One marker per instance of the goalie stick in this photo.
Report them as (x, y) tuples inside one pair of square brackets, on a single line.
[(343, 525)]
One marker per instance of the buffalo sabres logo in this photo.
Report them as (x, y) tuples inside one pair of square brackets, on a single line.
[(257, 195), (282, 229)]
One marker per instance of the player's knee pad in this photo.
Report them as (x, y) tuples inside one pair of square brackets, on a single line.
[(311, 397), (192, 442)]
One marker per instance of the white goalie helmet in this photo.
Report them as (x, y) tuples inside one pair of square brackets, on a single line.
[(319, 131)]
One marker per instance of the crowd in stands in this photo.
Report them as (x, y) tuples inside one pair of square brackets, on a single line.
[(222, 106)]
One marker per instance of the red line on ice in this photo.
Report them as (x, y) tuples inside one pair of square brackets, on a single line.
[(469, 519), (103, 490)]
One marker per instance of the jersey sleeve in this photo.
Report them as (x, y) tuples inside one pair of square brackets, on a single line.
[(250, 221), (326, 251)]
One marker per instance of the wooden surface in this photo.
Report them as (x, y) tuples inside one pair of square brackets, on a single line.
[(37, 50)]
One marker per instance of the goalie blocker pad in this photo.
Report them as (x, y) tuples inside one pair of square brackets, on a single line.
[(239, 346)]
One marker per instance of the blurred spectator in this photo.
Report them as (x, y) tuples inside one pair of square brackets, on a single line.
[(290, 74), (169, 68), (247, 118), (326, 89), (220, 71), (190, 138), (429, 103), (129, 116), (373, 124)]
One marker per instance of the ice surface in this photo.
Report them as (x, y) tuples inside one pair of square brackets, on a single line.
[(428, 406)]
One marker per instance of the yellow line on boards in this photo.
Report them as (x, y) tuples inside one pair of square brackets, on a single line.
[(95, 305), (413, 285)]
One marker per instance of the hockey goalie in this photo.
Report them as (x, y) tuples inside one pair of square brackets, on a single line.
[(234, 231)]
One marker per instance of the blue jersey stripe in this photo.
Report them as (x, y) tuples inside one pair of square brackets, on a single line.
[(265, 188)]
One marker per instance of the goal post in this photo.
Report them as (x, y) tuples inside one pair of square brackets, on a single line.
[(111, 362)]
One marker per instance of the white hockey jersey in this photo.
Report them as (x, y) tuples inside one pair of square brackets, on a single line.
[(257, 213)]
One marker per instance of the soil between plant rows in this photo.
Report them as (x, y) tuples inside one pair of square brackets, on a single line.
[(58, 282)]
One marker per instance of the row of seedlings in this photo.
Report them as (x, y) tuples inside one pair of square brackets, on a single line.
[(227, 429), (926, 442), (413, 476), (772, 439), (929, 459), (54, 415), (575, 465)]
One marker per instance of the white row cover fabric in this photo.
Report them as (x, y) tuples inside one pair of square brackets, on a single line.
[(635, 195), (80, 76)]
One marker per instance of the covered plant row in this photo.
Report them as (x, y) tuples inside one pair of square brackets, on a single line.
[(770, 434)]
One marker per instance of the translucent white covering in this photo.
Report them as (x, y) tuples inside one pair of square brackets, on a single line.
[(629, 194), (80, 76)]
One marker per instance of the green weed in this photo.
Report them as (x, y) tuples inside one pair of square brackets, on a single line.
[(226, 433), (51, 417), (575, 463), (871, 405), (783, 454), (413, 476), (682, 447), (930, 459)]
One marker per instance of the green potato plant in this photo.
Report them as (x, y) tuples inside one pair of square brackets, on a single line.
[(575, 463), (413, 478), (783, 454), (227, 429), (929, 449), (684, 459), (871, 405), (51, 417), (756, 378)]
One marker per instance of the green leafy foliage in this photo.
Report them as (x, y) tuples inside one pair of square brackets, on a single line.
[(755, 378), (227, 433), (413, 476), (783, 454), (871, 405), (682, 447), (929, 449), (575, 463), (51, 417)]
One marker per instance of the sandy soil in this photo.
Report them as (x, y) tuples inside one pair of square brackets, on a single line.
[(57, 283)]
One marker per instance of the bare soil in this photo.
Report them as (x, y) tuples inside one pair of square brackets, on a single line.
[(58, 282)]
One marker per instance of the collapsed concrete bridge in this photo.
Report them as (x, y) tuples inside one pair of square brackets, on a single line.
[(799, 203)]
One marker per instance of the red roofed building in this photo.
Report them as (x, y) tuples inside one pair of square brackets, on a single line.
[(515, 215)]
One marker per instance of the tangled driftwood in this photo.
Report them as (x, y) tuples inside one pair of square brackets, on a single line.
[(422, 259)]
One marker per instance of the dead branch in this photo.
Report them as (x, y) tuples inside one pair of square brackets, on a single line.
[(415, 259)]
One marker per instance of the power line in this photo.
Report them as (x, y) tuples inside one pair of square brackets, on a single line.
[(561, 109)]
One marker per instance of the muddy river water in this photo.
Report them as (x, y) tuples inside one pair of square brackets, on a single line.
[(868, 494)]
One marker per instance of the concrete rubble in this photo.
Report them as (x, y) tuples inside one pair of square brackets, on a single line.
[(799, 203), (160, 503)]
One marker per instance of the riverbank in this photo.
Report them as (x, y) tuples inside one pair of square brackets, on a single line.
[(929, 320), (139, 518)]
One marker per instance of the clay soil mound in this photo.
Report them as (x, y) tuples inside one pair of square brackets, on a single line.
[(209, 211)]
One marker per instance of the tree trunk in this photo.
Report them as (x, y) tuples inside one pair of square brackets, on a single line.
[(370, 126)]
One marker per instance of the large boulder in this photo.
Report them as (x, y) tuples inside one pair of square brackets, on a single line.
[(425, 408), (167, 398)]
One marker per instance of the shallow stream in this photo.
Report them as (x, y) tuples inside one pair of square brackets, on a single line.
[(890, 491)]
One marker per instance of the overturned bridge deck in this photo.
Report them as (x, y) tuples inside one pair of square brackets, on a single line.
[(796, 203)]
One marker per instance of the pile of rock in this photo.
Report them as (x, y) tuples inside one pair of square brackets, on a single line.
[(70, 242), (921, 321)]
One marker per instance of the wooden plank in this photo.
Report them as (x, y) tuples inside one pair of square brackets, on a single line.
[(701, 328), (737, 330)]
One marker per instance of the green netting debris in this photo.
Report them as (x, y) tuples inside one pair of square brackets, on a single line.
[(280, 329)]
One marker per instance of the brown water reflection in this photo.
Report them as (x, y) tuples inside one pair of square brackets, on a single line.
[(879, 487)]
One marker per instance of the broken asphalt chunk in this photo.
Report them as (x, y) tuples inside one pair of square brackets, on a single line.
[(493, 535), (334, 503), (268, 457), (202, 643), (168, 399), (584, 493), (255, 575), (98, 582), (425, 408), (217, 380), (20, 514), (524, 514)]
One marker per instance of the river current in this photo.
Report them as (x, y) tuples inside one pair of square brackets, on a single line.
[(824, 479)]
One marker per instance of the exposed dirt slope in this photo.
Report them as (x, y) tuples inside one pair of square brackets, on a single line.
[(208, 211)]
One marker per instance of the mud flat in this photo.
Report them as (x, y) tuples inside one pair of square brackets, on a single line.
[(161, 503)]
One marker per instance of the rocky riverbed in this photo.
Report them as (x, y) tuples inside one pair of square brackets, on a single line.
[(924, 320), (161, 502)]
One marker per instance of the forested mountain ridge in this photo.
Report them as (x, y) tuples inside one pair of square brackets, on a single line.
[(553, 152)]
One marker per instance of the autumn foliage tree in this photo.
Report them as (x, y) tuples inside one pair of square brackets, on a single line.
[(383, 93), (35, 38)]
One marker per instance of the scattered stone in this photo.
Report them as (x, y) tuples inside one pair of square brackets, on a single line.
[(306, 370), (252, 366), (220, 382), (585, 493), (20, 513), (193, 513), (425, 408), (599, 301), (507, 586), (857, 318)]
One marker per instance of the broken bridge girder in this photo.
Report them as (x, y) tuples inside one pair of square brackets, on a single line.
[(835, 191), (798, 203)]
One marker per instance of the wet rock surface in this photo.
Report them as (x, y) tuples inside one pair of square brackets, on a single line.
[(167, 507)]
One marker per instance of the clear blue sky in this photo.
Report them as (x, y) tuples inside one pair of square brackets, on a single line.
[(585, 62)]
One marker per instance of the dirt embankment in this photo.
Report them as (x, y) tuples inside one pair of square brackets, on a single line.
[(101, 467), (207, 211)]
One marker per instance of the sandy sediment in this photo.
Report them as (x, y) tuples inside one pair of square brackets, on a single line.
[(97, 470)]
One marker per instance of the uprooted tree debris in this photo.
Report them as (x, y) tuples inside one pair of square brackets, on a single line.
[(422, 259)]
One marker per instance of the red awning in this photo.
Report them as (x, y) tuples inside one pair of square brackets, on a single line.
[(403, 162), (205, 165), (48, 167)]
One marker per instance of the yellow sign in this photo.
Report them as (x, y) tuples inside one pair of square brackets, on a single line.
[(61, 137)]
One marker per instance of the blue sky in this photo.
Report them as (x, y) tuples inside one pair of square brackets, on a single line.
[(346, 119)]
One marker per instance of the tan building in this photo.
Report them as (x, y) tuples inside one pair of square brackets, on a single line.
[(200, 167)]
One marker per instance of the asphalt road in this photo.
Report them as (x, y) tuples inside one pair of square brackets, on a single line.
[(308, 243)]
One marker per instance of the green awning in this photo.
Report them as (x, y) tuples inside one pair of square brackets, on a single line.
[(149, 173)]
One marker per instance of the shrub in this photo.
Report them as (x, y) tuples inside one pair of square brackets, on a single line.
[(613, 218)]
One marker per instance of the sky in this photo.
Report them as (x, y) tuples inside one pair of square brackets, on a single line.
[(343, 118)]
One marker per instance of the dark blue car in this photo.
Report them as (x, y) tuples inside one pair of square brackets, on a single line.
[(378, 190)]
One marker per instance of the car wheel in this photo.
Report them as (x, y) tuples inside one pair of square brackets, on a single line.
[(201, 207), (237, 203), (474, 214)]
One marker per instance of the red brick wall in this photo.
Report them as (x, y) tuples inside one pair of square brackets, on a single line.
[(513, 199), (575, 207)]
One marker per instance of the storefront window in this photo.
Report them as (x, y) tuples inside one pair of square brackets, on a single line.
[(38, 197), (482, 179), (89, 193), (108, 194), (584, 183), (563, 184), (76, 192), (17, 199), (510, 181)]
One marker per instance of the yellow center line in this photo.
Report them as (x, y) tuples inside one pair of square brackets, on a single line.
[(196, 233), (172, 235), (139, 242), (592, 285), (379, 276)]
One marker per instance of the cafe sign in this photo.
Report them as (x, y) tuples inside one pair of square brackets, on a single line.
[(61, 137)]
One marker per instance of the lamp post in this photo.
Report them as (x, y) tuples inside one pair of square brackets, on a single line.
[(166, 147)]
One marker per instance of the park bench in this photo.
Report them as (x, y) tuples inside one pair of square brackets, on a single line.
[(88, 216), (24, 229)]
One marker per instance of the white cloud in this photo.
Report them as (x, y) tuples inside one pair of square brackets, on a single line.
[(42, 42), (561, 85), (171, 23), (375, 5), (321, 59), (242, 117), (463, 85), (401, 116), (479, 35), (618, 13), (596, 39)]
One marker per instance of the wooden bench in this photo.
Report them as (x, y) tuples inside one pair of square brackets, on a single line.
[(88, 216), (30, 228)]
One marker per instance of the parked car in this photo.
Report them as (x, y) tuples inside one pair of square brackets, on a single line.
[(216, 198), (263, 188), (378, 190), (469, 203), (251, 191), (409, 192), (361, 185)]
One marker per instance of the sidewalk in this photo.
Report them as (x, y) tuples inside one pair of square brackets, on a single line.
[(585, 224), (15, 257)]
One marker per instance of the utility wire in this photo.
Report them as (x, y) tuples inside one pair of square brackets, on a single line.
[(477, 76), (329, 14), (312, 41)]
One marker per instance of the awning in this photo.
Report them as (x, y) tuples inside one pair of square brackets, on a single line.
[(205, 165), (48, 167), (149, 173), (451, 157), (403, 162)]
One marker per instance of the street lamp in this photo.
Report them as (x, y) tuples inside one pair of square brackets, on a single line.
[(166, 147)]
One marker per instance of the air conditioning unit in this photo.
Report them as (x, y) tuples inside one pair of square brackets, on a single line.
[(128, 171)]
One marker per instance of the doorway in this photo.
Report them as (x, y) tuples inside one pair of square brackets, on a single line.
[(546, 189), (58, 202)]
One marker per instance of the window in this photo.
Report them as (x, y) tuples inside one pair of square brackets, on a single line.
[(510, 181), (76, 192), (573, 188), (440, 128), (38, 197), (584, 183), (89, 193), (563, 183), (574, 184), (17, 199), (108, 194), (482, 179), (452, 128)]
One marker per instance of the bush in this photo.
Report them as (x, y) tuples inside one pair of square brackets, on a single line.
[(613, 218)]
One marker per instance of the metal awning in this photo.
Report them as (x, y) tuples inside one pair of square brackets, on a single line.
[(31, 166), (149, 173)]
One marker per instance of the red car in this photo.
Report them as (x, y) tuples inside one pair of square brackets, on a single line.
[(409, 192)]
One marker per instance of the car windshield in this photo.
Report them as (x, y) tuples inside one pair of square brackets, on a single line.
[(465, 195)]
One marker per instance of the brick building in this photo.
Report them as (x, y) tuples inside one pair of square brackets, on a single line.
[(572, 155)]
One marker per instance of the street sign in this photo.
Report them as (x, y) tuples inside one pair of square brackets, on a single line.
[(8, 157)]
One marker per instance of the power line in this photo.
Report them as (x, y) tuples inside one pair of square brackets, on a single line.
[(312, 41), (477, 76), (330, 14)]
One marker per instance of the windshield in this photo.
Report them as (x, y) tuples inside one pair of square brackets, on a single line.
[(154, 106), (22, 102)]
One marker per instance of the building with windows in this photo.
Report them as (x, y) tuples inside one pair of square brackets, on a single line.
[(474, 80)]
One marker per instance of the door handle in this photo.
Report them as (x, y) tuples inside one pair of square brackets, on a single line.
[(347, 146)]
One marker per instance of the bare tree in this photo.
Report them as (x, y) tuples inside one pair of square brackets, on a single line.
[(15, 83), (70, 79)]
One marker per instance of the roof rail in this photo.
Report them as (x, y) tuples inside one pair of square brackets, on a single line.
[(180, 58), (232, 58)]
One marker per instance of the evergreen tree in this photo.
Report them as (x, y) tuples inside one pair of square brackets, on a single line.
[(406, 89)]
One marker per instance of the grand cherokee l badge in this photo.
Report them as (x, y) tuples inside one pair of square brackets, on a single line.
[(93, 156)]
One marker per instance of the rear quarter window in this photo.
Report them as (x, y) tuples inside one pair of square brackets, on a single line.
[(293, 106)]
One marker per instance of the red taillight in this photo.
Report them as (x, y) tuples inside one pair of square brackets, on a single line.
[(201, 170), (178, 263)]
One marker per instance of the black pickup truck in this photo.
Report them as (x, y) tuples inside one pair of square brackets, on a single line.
= = =
Starting at the beginning of the entries and ending at the line that contains "[(239, 346)]", rescale each entry by copying every line in full and multiplying every coordinate in the answers by 0.3. Round each result to a whole number, with halves rounded up.

Exercise solution
One marker per instance of the goalie stick in this photo.
Report them as (x, y) tuples inside one pair of square brackets, on a single line.
[(103, 158)]
One marker per instance of the buffalo sabres logo in this photo.
Report them as (x, y) tuples inside one pair of square brackets, on a single line.
[(77, 59), (85, 69)]
One marker per instance of the player's knee pad in this photo.
Report them as (x, y) tuples inside one pair of square brackets, on a single line.
[(93, 119), (58, 133)]
One marker per instance of the white goalie helmet in this photo.
Report them as (x, y) tuples inside one pair of square brackets, on a single line.
[(96, 39)]
One marker per instance of the crowd in stands in this photo.
Report them as (x, y) tuples inside one pair of square brackets, on a single line.
[(67, 32)]
One marker per instance of the red line on ice in this photo.
Report them as (x, y) tuples inside one pair of square brackets, on a single line.
[(141, 156), (31, 147)]
One marker per instance of the jersey sleeve in this photo.
Report them as (x, y) tuples inside one pair of square brackets, on a single line.
[(75, 66), (98, 75)]
One marker per instance of the wooden surface in this photo.
Report them as (x, y) tuples inside one pair of square brackets, on a single line.
[(11, 15)]
One marker per instance of the goalie blocker pad in this photo.
Report them as (x, y) tuples inside one pair of square brackets, on a single line.
[(72, 104)]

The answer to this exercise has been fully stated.